§ **Work order A**
Rewrite the paragraph of the text on cut-offs in thin beds that begins "The process of upscaling petrophysical properties" as a short bulleted list that keeps its main facts.
§ **Work order B**
Summarize the text on cut-offs in thin beds in two sentences.

[Exercise text]

The objective of the work was to improve the knowledge and understanding of sedimentary facies which consist of thin beds, the impact of the cut-offs, and to improve the coherency and quality of 3D models.

Applying a cut-off consists in defining a threshold value on one or more logs to separate the reservoir intervals in which hydrocarbons are mobile from the gross rock thickness. In a thin beds context, this deterministic approach is insufficient because of the resolution of the logs and a limited number of data. The probabilistic approach considers that the relationship between the cut-off value on the selected log and hydrocarbon mobility in the sandy laminae is a statistical function.

The method is adapted to alternating sand-shale thin beds that have not undergone extensive burial, and has been applied to reservoirs in a turbidite depositional context. In such environment, the cut-off on the VClay log is the most discriminating.

The process of upscaling petrophysical properties is performed for each facies using two cellular mini-models. One is built at log resolution; the second at the scale of the cells in the reservoir model. The cut-off is applied in the log-scale mini-model using a probability function on VClay. The upscaling process provides distributions and correlation transforms for PHIE, NTG and PHIEnet which can be then used to populate the reservoir model. Transforms and Mean values differ from those obtained using a deterministic cut-off as the latter tends to underestimate the reservoir volume in shale-dominated thin bed facies and overestimate reservoir volume in sand-dominated thin bed facies.

[/Exercise text]
[Records provided]

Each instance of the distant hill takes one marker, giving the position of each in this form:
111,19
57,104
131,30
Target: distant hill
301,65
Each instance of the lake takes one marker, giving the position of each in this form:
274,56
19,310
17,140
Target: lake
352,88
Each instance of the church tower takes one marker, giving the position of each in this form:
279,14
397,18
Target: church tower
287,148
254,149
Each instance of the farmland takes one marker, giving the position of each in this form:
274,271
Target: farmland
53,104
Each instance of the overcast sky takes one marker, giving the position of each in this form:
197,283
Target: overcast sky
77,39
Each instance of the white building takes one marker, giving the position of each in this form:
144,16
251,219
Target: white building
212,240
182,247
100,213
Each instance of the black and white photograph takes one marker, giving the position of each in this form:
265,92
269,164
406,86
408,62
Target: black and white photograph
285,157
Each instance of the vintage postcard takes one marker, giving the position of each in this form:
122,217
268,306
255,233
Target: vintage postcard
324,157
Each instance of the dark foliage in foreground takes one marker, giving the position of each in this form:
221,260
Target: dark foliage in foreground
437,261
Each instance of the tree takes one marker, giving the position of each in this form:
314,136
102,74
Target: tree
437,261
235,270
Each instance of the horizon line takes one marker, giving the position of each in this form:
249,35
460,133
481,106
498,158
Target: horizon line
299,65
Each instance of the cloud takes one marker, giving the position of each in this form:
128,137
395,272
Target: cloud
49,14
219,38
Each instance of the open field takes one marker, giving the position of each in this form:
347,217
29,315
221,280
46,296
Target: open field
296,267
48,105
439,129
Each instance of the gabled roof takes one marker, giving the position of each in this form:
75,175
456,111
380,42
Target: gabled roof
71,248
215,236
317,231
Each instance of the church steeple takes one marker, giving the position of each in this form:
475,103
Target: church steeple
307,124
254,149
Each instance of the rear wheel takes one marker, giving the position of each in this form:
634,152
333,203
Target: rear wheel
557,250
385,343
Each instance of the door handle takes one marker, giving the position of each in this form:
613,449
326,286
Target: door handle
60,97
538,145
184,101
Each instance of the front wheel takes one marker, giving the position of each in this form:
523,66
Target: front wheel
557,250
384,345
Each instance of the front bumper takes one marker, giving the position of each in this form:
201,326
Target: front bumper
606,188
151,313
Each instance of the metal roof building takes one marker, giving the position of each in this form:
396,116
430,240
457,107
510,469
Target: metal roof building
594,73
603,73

[/Records provided]

§ **Reply A**
- Petrophysical properties are upscaled for each facies using two cellular mini-models: one at log resolution and one at the cell scale of the reservoir model.
- The cut-off is applied in the log-scale mini-model through a probability function on VClay.
- Upscaling yields distributions and correlation transforms for PHIE, NTG and PHIEnet, which can then populate the reservoir model.
- These transforms and mean values differ from deterministic cut-off results, which tend to underestimate reservoir volume in shale-dominated thin-bed facies and overestimate it in sand-dominated ones.

§ **Reply B**
In thin beds, a deterministic cut-off that sets a log threshold to separate reservoir intervals with mobile hydrocarbons is insufficient because of log resolution and limited data, so a probabilistic approach treats the relationship between the cut-off value and hydrocarbon mobility in sandy laminae as a statistical function. Applied to reservoirs in a turbidite depositional context with a probability function on VClay, the method upscales properties for each facies with two mini-models and produces transforms for PHIE, NTG and PHIEnet that differ from those of a deterministic cut-off, which tends to underestimate reservoir volume in shale-dominated thin-bed facies and overestimate it in sand-dominated ones.